**** SOURCE TEXT

Allen was energetic, warm and enthusiastic, if a little self-depreciating with her insistent apologies for smoking. Brits like popstars with vices though and since she stopped binge drinking and slimmed down to pin-up popstrel proportions, it's good to know Lil's still as down to earth as she ever was. She rattled through an extensive and accessible set, her shoop-shoop choruses and hooks giving even the part-time fans ample opportunity to join in, and bounded around the stage with a confidence and exuberance that was wonderful to watch.
Too often decried as another saccharine and insubstantial female vocalist, Lily Allen is the exception rather than the rule, with a pitch-perfect voice that is happy at both girlishly high octaves and at the low drawl of her mockney sing-speak, not to mention intelligent, witty and aphoristic lyrics, which remain easily decipherable even during a live show. The package makes for a happy audience, waiting to join in with their favourite riffs and the lines that make them laugh. Her fans also seem to take pleasure in the dichotomy between that sweet little voice and some of filth it spouts, as on "Fuck You", a sing-song anti-homophobic totem against George W Bush that the crowd reacted to as if it were "Kum Ba Yah".
Allen included much from her second album It's Not Me, It's You, which was released earlier this year. It's an understandable decision, given it's over three years since her debut, but a slightly disappointing one, because it was that first record that people so loved her for, and its content was sharper, more inventive and less trite. Where her recent songs are full of social observations and some political ones, 2006's Alright, Still is an odyssey of London nightlife and youth culture, which is funnier and somehow less pretentious. Still, her audience were only to happy to sing along to what they knew, and Allen was conscientious in covering all of the numbers that the average pop-picker might recognise – her Mark Ronson-produced cover of the Kaiser Chiefs' "Oh My God", for instance, and her first hit "Smile", which the audience sang right back to her. Allen was in her element, flitting with ease between stately acoustic-jazz standards and frenetic, tongue-twisting tracks, whipping up an electronic storm with her reverb box and synths.

********

**CHALLENGE 1:** Name every song title that appears in quotation marks in the Lily Allen concert review.
**CHALLENGE 2:** Carry on the Lily Allen concert review with a new paragraph that picks up after its last sentence.
The listing that follows has no connection to the Lily Allen concert review.

**** SOURCE EXCERPT

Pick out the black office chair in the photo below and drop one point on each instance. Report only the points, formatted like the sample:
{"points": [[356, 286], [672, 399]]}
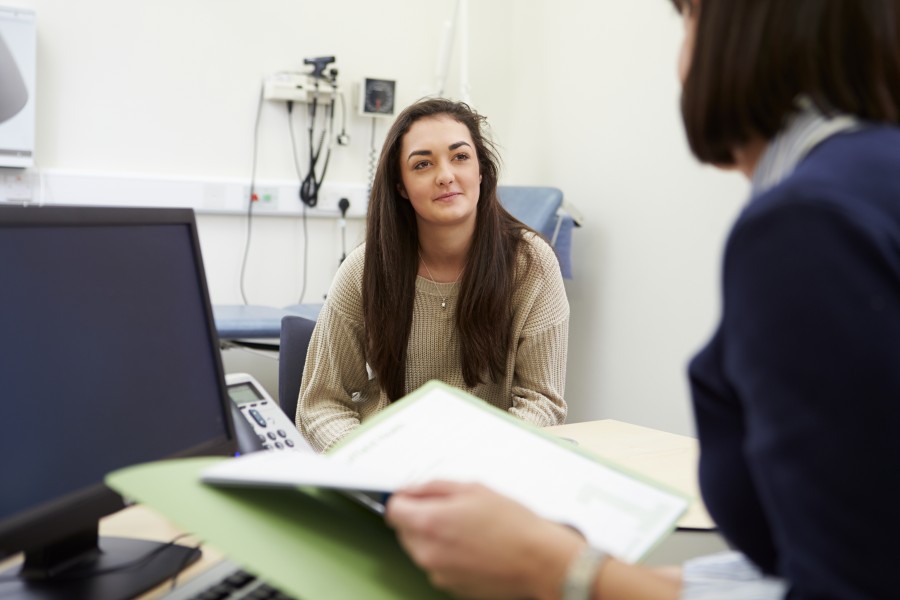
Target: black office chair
{"points": [[294, 342]]}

********

**TASK RESPONSE 1:** "Fuck You", "Kum Ba Yah", "Oh My God", "Smile"

**TASK RESPONSE 2:**
But there was a diffidence in her set towards its close. After a bassline-inspired remix of "The Fear", she tinkered with drum-and-bass effects, before segueing into a cover of Britney Spears' "Womanizer". This sort of novelty extra is fine for crowds at festivals who may not be familiar with an artist's back catalogue, but when you're playing to a crowd of your own fans, you don't need things like this; besides which, Allen has more than enough songs in her repertoire to keep an audience happy, most of which of which are better and more musically complex than any of Britney's.
Allen dedicated her last number, recent hit "It's Not Fair" (which tells the tale of a thoughtful boyfriend who is terrible in the sack), to the ladies in the crowd and, to their glee, reprised the chorus several times over. The arrangement was ingenious, spanning country and western to Nineties euphoric house, and showing that, not only does Lily Allen know her musical bread and butter, she is able to transcend genre, audience and generations. That, and the timeless vagaries of the female orgasm.